Pull out the stretch of the material from the line containing "Place one marker on every instance of the orange" through the line containing "pixel 703 815", both ends included, and reproduce those lines verbatim.

** Start EXTRACTED ENTRIES **

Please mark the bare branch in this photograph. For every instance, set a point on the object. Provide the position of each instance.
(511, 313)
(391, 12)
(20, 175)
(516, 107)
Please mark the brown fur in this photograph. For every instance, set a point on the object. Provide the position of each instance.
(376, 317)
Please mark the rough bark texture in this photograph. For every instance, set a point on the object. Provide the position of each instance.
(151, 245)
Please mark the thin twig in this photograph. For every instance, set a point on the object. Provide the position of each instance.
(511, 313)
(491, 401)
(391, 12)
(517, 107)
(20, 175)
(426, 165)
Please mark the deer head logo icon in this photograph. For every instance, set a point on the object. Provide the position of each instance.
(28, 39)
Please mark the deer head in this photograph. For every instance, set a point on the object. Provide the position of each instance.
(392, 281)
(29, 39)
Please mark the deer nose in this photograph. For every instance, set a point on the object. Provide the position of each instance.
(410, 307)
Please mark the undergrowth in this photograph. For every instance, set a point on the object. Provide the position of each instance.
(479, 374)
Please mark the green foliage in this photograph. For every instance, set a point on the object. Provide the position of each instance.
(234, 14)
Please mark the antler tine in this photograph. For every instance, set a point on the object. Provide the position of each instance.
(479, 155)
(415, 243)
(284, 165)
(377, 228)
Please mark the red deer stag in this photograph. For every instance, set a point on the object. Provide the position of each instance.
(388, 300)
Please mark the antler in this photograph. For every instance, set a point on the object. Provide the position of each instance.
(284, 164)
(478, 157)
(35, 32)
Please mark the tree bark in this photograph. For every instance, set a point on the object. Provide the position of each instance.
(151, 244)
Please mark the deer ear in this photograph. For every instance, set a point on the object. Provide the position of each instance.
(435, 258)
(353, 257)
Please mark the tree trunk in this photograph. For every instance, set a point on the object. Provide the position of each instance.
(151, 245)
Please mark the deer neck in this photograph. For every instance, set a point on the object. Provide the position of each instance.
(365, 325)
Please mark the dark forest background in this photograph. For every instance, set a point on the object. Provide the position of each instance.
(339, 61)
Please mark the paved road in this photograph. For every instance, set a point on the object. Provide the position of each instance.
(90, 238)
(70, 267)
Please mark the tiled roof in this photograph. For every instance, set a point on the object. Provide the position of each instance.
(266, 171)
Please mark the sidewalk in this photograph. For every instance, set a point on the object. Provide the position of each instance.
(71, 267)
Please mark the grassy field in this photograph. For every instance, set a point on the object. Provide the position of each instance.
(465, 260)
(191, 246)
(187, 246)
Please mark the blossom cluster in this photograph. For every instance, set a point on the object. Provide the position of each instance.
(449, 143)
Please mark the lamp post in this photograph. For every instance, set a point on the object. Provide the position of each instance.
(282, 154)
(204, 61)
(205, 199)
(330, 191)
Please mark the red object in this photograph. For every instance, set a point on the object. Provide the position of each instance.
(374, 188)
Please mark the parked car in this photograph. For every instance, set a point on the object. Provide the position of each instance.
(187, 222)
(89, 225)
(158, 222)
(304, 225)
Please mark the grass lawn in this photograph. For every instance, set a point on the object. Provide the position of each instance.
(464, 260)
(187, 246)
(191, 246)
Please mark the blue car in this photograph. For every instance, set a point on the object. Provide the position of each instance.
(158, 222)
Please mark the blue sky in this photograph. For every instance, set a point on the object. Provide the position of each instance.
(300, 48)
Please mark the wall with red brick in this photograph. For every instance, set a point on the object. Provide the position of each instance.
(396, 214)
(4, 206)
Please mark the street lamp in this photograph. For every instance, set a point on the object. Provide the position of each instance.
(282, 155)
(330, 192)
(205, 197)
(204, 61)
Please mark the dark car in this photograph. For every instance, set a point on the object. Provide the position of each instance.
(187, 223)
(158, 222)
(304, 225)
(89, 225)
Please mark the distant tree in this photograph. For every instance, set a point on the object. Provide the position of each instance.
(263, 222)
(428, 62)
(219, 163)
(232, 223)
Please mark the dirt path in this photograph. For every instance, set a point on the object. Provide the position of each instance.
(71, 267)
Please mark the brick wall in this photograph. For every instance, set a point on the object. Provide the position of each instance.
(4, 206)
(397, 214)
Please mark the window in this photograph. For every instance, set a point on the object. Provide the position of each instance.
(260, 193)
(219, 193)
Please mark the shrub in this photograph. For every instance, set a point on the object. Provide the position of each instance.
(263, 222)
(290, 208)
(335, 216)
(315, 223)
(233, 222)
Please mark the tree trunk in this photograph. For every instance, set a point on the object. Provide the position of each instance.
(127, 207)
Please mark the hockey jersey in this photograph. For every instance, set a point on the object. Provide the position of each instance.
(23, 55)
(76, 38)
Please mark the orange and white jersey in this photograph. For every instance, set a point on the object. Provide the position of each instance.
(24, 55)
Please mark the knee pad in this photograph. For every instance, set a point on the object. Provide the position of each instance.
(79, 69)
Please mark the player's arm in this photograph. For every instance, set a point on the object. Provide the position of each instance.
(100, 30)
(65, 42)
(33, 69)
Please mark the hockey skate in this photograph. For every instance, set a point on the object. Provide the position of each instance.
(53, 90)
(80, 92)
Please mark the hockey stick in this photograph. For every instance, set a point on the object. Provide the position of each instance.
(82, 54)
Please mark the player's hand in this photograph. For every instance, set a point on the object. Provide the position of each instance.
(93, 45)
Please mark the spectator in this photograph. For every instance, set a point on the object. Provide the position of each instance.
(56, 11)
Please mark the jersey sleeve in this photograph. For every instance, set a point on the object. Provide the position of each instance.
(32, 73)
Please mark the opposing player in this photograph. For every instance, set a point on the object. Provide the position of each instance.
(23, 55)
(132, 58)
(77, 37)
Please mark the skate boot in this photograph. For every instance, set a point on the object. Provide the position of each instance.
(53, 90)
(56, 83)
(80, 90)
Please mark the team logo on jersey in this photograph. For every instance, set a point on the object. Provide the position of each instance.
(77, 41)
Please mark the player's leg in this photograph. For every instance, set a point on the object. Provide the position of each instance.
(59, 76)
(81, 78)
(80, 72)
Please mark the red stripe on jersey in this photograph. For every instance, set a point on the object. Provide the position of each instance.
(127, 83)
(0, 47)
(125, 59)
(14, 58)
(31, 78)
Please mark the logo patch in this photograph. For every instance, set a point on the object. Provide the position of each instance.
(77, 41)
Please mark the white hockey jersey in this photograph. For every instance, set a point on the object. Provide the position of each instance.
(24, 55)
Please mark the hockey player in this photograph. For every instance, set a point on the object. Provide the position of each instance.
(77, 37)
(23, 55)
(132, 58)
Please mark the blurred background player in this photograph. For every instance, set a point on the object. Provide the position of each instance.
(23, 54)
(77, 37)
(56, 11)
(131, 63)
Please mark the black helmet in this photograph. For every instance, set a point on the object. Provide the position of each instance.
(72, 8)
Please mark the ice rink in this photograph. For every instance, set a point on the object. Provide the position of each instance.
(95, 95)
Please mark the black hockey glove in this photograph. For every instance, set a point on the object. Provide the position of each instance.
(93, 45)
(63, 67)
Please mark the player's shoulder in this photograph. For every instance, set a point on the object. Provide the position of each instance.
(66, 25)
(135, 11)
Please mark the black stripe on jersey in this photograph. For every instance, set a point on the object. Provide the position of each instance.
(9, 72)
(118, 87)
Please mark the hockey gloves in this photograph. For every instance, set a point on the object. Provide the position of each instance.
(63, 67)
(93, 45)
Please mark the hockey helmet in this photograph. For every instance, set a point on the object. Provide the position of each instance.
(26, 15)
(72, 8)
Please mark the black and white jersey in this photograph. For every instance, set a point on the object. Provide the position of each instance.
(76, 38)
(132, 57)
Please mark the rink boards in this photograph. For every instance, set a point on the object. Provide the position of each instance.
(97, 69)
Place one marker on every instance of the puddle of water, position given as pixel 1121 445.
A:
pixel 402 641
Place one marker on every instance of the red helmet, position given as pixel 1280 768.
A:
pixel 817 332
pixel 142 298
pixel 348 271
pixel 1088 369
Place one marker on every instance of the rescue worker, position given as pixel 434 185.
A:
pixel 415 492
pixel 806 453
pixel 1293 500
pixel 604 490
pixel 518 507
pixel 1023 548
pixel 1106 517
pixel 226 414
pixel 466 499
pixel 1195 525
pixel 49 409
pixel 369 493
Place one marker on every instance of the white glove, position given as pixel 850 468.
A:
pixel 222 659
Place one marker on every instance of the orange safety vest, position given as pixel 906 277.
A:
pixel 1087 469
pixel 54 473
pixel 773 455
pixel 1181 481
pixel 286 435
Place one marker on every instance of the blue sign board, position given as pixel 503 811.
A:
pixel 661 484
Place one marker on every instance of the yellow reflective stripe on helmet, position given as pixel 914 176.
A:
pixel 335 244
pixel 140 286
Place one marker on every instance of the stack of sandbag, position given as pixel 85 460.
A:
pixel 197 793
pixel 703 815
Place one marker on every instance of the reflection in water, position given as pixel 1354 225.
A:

** End EXTRACTED ENTRIES **

COMPLETED EXERCISE
Place one marker on every instance of the orange safety vest, position given as pixel 906 277.
A:
pixel 1087 469
pixel 54 473
pixel 773 455
pixel 1181 481
pixel 286 435
Place one marker on every instance of the blue sign board, position given as pixel 503 811.
A:
pixel 661 484
Place one marker on every instance of the yellow reflective stripe on helmet, position given as pixel 914 176.
A:
pixel 335 244
pixel 140 286
Place one marker on every instance of the stack of sandbag, position given as pixel 85 460.
A:
pixel 197 793
pixel 703 815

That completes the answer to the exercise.